To be done.
Reproduce the data below without any changes, starting at the line that contains "the cab side" and ending at the last line of the data.

(Position identification records)
┌────────

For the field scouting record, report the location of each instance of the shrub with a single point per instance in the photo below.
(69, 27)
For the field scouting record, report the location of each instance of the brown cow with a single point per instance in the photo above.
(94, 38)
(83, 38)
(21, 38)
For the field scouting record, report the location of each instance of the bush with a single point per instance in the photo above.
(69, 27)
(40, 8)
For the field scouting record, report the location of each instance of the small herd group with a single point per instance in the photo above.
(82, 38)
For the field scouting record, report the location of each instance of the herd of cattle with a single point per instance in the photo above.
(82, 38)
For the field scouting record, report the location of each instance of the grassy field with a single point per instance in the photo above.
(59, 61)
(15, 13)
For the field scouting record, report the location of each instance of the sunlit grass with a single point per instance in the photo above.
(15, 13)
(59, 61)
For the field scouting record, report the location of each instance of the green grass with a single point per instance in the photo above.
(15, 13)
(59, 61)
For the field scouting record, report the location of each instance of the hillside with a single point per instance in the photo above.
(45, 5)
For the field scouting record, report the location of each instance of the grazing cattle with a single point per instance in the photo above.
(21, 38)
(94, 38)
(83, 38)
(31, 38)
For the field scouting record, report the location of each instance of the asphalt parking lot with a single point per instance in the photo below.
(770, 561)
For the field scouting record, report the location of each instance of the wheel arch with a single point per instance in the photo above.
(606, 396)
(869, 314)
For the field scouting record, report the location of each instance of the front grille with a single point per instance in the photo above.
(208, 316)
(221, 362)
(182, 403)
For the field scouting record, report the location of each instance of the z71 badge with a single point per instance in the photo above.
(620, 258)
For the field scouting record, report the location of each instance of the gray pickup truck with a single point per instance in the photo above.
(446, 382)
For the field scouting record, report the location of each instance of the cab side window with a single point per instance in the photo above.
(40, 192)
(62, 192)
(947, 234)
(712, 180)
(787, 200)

└────────

Finished answer.
For the field scouting record, report the location of each instance of the cab side window with a single point per instance in the photo above.
(40, 192)
(62, 192)
(947, 234)
(712, 180)
(787, 200)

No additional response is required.